━━ Records to process ━━

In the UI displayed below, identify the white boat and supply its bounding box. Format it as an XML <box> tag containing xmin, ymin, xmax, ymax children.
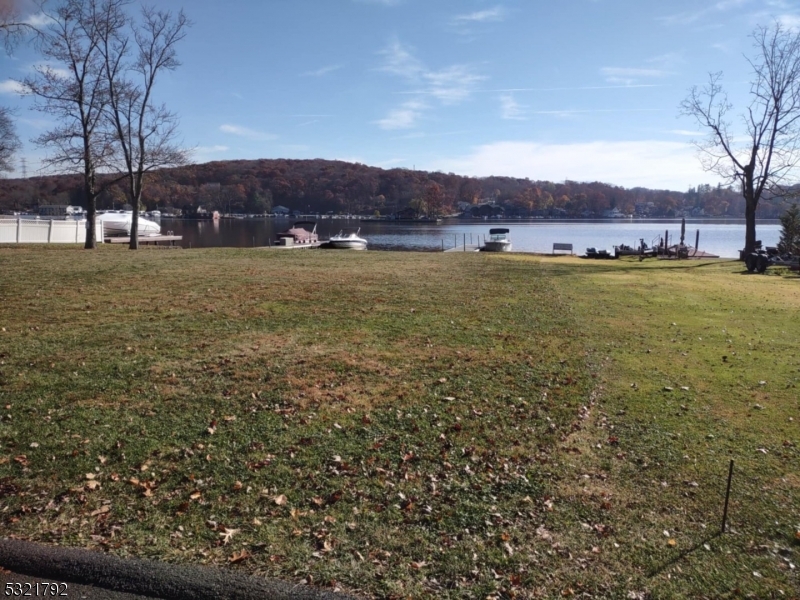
<box><xmin>95</xmin><ymin>210</ymin><xmax>161</xmax><ymax>237</ymax></box>
<box><xmin>483</xmin><ymin>229</ymin><xmax>511</xmax><ymax>252</ymax></box>
<box><xmin>328</xmin><ymin>229</ymin><xmax>367</xmax><ymax>250</ymax></box>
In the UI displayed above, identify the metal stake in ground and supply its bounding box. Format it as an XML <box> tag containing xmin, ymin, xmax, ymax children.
<box><xmin>721</xmin><ymin>459</ymin><xmax>733</xmax><ymax>533</ymax></box>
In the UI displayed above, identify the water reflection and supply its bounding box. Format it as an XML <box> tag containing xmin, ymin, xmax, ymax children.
<box><xmin>161</xmin><ymin>218</ymin><xmax>781</xmax><ymax>257</ymax></box>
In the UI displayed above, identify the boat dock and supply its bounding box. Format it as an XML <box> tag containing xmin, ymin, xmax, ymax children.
<box><xmin>257</xmin><ymin>241</ymin><xmax>328</xmax><ymax>250</ymax></box>
<box><xmin>103</xmin><ymin>235</ymin><xmax>183</xmax><ymax>246</ymax></box>
<box><xmin>444</xmin><ymin>244</ymin><xmax>481</xmax><ymax>252</ymax></box>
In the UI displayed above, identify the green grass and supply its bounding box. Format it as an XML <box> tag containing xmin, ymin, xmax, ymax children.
<box><xmin>0</xmin><ymin>247</ymin><xmax>800</xmax><ymax>598</ymax></box>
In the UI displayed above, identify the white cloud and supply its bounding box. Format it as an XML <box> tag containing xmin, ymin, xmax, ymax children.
<box><xmin>375</xmin><ymin>100</ymin><xmax>426</xmax><ymax>130</ymax></box>
<box><xmin>194</xmin><ymin>146</ymin><xmax>230</xmax><ymax>154</ymax></box>
<box><xmin>219</xmin><ymin>124</ymin><xmax>278</xmax><ymax>140</ymax></box>
<box><xmin>667</xmin><ymin>129</ymin><xmax>706</xmax><ymax>138</ymax></box>
<box><xmin>0</xmin><ymin>79</ymin><xmax>25</xmax><ymax>94</ymax></box>
<box><xmin>300</xmin><ymin>65</ymin><xmax>344</xmax><ymax>77</ymax></box>
<box><xmin>659</xmin><ymin>0</ymin><xmax>751</xmax><ymax>25</ymax></box>
<box><xmin>380</xmin><ymin>40</ymin><xmax>425</xmax><ymax>80</ymax></box>
<box><xmin>25</xmin><ymin>12</ymin><xmax>53</xmax><ymax>27</ymax></box>
<box><xmin>500</xmin><ymin>94</ymin><xmax>525</xmax><ymax>121</ymax></box>
<box><xmin>374</xmin><ymin>40</ymin><xmax>486</xmax><ymax>129</ymax></box>
<box><xmin>453</xmin><ymin>6</ymin><xmax>506</xmax><ymax>23</ymax></box>
<box><xmin>427</xmin><ymin>141</ymin><xmax>709</xmax><ymax>190</ymax></box>
<box><xmin>600</xmin><ymin>67</ymin><xmax>670</xmax><ymax>85</ymax></box>
<box><xmin>777</xmin><ymin>14</ymin><xmax>800</xmax><ymax>29</ymax></box>
<box><xmin>423</xmin><ymin>65</ymin><xmax>486</xmax><ymax>104</ymax></box>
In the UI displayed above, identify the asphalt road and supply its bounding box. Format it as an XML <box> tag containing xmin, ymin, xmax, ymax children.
<box><xmin>0</xmin><ymin>539</ymin><xmax>355</xmax><ymax>600</ymax></box>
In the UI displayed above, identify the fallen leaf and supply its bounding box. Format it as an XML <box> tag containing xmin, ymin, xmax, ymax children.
<box><xmin>219</xmin><ymin>527</ymin><xmax>241</xmax><ymax>544</ymax></box>
<box><xmin>228</xmin><ymin>550</ymin><xmax>252</xmax><ymax>565</ymax></box>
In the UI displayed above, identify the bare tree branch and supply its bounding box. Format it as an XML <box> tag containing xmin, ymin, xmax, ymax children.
<box><xmin>95</xmin><ymin>0</ymin><xmax>190</xmax><ymax>249</ymax></box>
<box><xmin>681</xmin><ymin>21</ymin><xmax>800</xmax><ymax>253</ymax></box>
<box><xmin>0</xmin><ymin>106</ymin><xmax>22</xmax><ymax>173</ymax></box>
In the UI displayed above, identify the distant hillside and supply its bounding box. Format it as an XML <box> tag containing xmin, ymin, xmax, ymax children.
<box><xmin>0</xmin><ymin>159</ymin><xmax>784</xmax><ymax>218</ymax></box>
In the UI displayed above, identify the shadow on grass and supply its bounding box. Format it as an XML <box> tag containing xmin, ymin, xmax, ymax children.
<box><xmin>647</xmin><ymin>531</ymin><xmax>722</xmax><ymax>577</ymax></box>
<box><xmin>547</xmin><ymin>259</ymin><xmax>750</xmax><ymax>275</ymax></box>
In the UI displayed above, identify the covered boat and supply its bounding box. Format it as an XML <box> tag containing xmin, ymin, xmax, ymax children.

━━━

Extract the entries in full, exactly as they are, minus the pictures.

● Task output:
In the UI displayed below, identify the white boat and supply its bounding box. Format it as an XML <box> tag containing xmin, ymin, xmax, ymax children.
<box><xmin>95</xmin><ymin>210</ymin><xmax>161</xmax><ymax>237</ymax></box>
<box><xmin>483</xmin><ymin>229</ymin><xmax>511</xmax><ymax>252</ymax></box>
<box><xmin>328</xmin><ymin>229</ymin><xmax>367</xmax><ymax>250</ymax></box>
In the UI displayed above, identify the metal stake in ground and supply its bounding box. Format it as an XML <box> tag containing xmin, ymin, xmax, ymax children.
<box><xmin>721</xmin><ymin>459</ymin><xmax>733</xmax><ymax>533</ymax></box>
In the UI displayed above, identify the water reflection and supply its bounding box. Format it as an XML <box> tag containing xmin, ymin, xmax, ymax children.
<box><xmin>161</xmin><ymin>218</ymin><xmax>781</xmax><ymax>257</ymax></box>
In the UI displayed above, identify the boat dock and supply its bounding box. Format it as an XML <box> tag containing xmin, ymin, xmax, ymax children.
<box><xmin>257</xmin><ymin>241</ymin><xmax>328</xmax><ymax>250</ymax></box>
<box><xmin>103</xmin><ymin>235</ymin><xmax>183</xmax><ymax>246</ymax></box>
<box><xmin>444</xmin><ymin>244</ymin><xmax>481</xmax><ymax>252</ymax></box>
In the UI displayed above, identify the green grass and supply its bounding box. Format it as an XML <box> tag containing xmin, ymin, xmax, ymax children.
<box><xmin>0</xmin><ymin>247</ymin><xmax>800</xmax><ymax>598</ymax></box>
In the UI displayed above, identify the white cloud and supply its bounding box. Format it as an XML <box> tag containing xmin, ymin, xmax, ymax children.
<box><xmin>375</xmin><ymin>100</ymin><xmax>426</xmax><ymax>130</ymax></box>
<box><xmin>194</xmin><ymin>146</ymin><xmax>230</xmax><ymax>154</ymax></box>
<box><xmin>219</xmin><ymin>124</ymin><xmax>278</xmax><ymax>140</ymax></box>
<box><xmin>667</xmin><ymin>129</ymin><xmax>706</xmax><ymax>138</ymax></box>
<box><xmin>0</xmin><ymin>79</ymin><xmax>25</xmax><ymax>94</ymax></box>
<box><xmin>300</xmin><ymin>65</ymin><xmax>344</xmax><ymax>77</ymax></box>
<box><xmin>659</xmin><ymin>0</ymin><xmax>751</xmax><ymax>25</ymax></box>
<box><xmin>380</xmin><ymin>40</ymin><xmax>425</xmax><ymax>80</ymax></box>
<box><xmin>25</xmin><ymin>12</ymin><xmax>53</xmax><ymax>27</ymax></box>
<box><xmin>500</xmin><ymin>94</ymin><xmax>525</xmax><ymax>121</ymax></box>
<box><xmin>374</xmin><ymin>40</ymin><xmax>486</xmax><ymax>129</ymax></box>
<box><xmin>453</xmin><ymin>6</ymin><xmax>506</xmax><ymax>23</ymax></box>
<box><xmin>427</xmin><ymin>141</ymin><xmax>709</xmax><ymax>190</ymax></box>
<box><xmin>600</xmin><ymin>67</ymin><xmax>670</xmax><ymax>85</ymax></box>
<box><xmin>777</xmin><ymin>14</ymin><xmax>800</xmax><ymax>29</ymax></box>
<box><xmin>423</xmin><ymin>65</ymin><xmax>486</xmax><ymax>104</ymax></box>
In the UI displayed above, identify the asphalt road and supply its bounding box. Format it as an XML <box> tag containing xmin, ymin, xmax, ymax children.
<box><xmin>0</xmin><ymin>539</ymin><xmax>355</xmax><ymax>600</ymax></box>
In the UI displayed above, identify the fallen leaf and supply its bounding box. Format it as an XML <box> tag containing xmin, ymin, xmax, ymax children.
<box><xmin>219</xmin><ymin>527</ymin><xmax>241</xmax><ymax>544</ymax></box>
<box><xmin>228</xmin><ymin>550</ymin><xmax>252</xmax><ymax>565</ymax></box>
In the UI displayed above, identify the bare tree branch and supply its bounding box. Format it as an XML <box> tag containing xmin, ymin, xmax, ymax children.
<box><xmin>95</xmin><ymin>0</ymin><xmax>190</xmax><ymax>249</ymax></box>
<box><xmin>681</xmin><ymin>21</ymin><xmax>800</xmax><ymax>253</ymax></box>
<box><xmin>0</xmin><ymin>106</ymin><xmax>22</xmax><ymax>173</ymax></box>
In the UI displayed above, identify the distant hillside and supply its bounding box. Format it as an XML <box> tag containing xmin, ymin, xmax, ymax children.
<box><xmin>0</xmin><ymin>159</ymin><xmax>784</xmax><ymax>218</ymax></box>
In the UI displayed above, identify the shadow on grass and supply its bounding box. Format it as an XML <box> tag containing xmin, ymin, xmax, ymax children.
<box><xmin>647</xmin><ymin>531</ymin><xmax>722</xmax><ymax>577</ymax></box>
<box><xmin>547</xmin><ymin>259</ymin><xmax>750</xmax><ymax>275</ymax></box>
In the UI displayed above, identify the covered boat and supply its bounding box. Format it as an XML <box> tag containing xmin, ymin, xmax, ymax children.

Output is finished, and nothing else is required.